Start of Extracted data

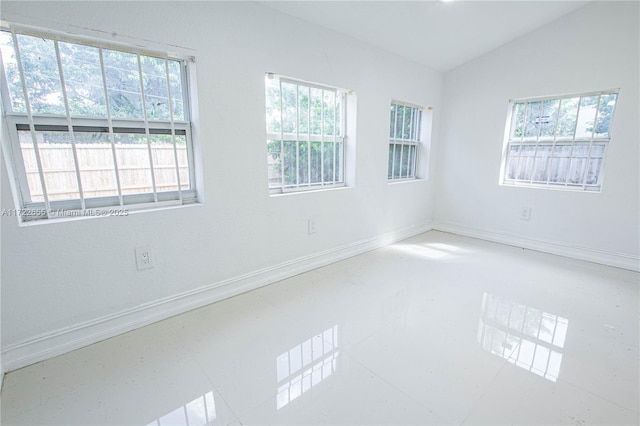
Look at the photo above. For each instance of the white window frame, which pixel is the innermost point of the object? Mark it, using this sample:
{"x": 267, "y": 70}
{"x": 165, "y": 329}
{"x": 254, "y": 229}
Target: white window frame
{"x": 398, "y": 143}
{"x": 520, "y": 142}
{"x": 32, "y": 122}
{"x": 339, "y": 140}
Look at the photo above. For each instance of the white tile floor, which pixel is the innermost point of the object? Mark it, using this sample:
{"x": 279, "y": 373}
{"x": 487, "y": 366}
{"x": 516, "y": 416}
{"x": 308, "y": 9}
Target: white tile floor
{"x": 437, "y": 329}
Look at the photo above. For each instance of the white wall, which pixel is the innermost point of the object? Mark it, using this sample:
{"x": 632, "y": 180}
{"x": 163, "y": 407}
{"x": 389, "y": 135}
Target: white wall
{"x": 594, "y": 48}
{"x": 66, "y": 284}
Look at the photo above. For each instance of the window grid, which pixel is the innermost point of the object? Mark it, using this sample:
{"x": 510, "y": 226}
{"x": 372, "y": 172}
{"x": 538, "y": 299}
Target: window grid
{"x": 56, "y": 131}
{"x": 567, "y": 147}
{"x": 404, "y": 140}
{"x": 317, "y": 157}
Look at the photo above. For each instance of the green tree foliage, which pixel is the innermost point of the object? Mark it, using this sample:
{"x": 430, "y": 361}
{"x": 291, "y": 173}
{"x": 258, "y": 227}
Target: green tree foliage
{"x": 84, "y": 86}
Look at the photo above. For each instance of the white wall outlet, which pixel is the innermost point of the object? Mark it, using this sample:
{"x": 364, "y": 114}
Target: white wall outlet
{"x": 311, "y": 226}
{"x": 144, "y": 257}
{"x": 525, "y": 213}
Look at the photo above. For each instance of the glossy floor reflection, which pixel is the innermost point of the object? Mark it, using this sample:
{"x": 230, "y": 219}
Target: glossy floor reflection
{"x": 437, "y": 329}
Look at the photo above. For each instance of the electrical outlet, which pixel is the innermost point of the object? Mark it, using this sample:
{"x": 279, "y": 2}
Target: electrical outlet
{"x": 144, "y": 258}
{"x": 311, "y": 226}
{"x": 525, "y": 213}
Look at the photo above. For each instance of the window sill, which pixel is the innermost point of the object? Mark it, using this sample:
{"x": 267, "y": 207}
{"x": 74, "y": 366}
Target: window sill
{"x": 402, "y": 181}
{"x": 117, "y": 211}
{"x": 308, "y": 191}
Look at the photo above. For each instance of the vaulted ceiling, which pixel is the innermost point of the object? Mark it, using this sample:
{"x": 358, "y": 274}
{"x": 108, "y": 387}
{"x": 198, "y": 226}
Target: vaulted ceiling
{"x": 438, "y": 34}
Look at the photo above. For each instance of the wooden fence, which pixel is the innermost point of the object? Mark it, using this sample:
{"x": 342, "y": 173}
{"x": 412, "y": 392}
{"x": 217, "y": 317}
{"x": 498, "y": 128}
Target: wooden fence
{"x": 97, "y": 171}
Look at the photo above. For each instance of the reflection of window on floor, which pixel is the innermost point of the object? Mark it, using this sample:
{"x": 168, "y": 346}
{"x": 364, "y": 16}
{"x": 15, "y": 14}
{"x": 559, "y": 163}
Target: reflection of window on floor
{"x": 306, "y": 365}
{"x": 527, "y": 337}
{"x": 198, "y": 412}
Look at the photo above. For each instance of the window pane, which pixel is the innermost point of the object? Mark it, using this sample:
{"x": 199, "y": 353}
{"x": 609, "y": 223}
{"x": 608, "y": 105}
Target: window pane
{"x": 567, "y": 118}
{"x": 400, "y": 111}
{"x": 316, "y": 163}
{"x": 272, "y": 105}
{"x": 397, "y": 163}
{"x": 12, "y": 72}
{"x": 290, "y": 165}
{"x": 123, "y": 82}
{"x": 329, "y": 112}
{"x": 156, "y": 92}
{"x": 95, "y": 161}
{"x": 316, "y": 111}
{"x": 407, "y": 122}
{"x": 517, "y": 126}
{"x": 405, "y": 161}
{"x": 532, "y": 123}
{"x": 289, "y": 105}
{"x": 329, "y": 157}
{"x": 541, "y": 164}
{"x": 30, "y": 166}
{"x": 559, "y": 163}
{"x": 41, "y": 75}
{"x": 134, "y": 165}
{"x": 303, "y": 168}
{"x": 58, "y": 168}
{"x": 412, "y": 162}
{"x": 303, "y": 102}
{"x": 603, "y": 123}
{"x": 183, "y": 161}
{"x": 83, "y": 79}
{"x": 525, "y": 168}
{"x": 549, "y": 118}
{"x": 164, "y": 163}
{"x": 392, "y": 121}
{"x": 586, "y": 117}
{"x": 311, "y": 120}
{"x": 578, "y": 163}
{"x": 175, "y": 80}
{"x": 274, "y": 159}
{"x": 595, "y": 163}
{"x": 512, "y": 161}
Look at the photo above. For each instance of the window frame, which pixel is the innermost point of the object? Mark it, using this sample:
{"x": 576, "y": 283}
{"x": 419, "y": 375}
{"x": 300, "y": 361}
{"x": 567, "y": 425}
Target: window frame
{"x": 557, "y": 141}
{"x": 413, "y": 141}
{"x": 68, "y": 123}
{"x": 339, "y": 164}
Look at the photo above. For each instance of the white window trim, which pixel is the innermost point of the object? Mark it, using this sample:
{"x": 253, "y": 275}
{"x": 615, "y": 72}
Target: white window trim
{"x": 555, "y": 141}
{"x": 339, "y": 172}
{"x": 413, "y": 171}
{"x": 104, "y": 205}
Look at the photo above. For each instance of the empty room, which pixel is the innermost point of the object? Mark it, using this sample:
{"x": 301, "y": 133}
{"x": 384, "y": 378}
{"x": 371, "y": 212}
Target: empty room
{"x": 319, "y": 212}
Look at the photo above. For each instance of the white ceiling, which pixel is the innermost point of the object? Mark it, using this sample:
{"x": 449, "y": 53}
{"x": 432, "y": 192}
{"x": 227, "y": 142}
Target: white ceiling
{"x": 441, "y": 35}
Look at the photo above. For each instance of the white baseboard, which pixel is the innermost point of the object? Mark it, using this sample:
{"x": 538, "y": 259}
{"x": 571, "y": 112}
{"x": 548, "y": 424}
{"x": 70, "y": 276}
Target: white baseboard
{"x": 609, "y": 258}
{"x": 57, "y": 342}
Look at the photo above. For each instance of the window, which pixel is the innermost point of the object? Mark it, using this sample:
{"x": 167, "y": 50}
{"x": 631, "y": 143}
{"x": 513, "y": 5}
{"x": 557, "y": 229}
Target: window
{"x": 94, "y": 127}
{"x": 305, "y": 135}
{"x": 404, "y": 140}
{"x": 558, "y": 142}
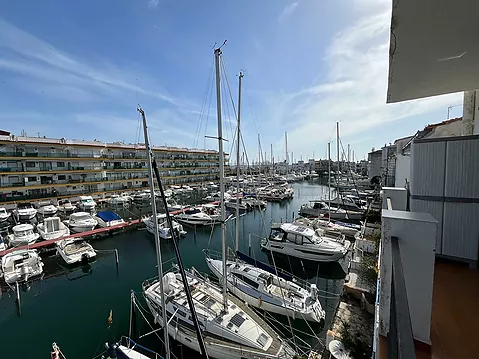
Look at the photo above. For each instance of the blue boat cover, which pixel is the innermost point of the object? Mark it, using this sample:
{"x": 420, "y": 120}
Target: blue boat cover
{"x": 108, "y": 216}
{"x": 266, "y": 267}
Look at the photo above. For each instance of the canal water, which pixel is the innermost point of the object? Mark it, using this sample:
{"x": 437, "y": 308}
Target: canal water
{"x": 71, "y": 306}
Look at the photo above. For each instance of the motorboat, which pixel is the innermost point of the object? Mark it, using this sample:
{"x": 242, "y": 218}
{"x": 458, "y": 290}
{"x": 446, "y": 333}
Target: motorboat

End of Extracted data

* **Stated goal**
Give exactly the lines from the one with "Look at the photo above. For each instance of the blue" to the end of the entries, nothing before them.

* **Exercise solution**
Look at the photo above. For each instance of the blue boat cover, which pixel is the innermost point of the object? Mark it, using this sample:
{"x": 420, "y": 120}
Target: blue boat cover
{"x": 108, "y": 216}
{"x": 266, "y": 267}
Look at the photo above. For each instance of the canal water, which pixel is the innermost point of the object? Mark it, using this sample:
{"x": 437, "y": 308}
Target: canal water
{"x": 71, "y": 306}
Look at the photo above. For each instance of the motorboat, which pixel is the innermost point of the object? Mark it, using this sample:
{"x": 242, "y": 218}
{"x": 458, "y": 290}
{"x": 446, "y": 333}
Target: motorboat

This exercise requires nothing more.